- **EXTRAIT**:
_ _ _ _

En la rubrique « Comprendre le Coran » nous avons consacré une série d’articles à notre méthodologie d’Analyse Littérale du Coran. Ce faisant, nous avons à maintes reprises souligné l’importance de l’interprétation pour l’exégèse classique du Coran. Ceci, non pas pour la cautionner, mais afin d’identifier avec rigueur et précision la mise en œuvre des mécanismes interprétatifs et ainsi établir une méthodologie à même de déterminer le Sens littéral du Coran de manière non-interprétative et non-herméneutique.

Ceci étant rappelé, l’interprétation en tant que mode de compréhension du Coran connaît depuis le réformisme islamique un regain d’intérêt. En effet, les “nouveaux penseurs de l’Islam” se proposent tous de résoudre les difficultés d’acceptation que posent à notre époque certaines interprétations imposées il y a mille ans par l’Islam. Pour ce faire, ils s’offrent d’interpréter à nouveau le Coran en fonction d’une vision du monde plus contemporaine. Aussi, les réformistes soutiennent-ils que le Coran est interprétable à l’infini ou, ce qui pour eux revient au même, que le Coran possède une infinité de sens. Ce faisant, ils utilisent le même principe de déviation de sens que les anciens, interpréter est effectivement la voie la plus facile pour faire dire au Coran ce que l’on pense soi-même… Tout comme les premiers exégètes-interprètes, les néo-exégètes justifient donc leur démarche intellectuelle interprétative au nom du Coran et pour cela invoquent les mêmes versets : principalement S3.V7 ; S31.V27 ; S18.V109. En cet article, nous analyserons S3.V7 et, pour les deux autres versets référents voir : Interprétation infinie du Coran  : S31.V27 et S18.V109.

_ _ _ _

- **ÉCHANTILLON DE DONNÉES**:
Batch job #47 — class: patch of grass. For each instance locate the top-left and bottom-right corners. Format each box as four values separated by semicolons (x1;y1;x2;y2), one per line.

_ _ _ _

- **CONSIGNES**:
1) Relevez tous les versets que l'extrait désigne sous la forme « S…V… », en ne citant chacun qu'une fois.
2) Extrayez de l'extrait le passage qui va de « En la rubrique » à « non-interprétative et non-herméneutique. ».
Ce matériel provient d'une autre source.

- **RÉPONSES PAR CONSIGNE**:
1) S3.V7 ; S31.V27 ; S18.V109

2)
En la rubrique « Comprendre le Coran » nous avons consacré une série d’articles à notre méthodologie d’Analyse Littérale du Coran. Ce faisant, nous avons à maintes reprises souligné l’importance de l’interprétation pour l’exégèse classique du Coran. Ceci, non pas pour la cautionner, mais afin d’identifier avec rigueur et précision la mise en œuvre des mécanismes interprétatifs et ainsi établir une méthodologie à même de déterminer le Sens littéral du Coran de manière non-interprétative et non-herméneutique.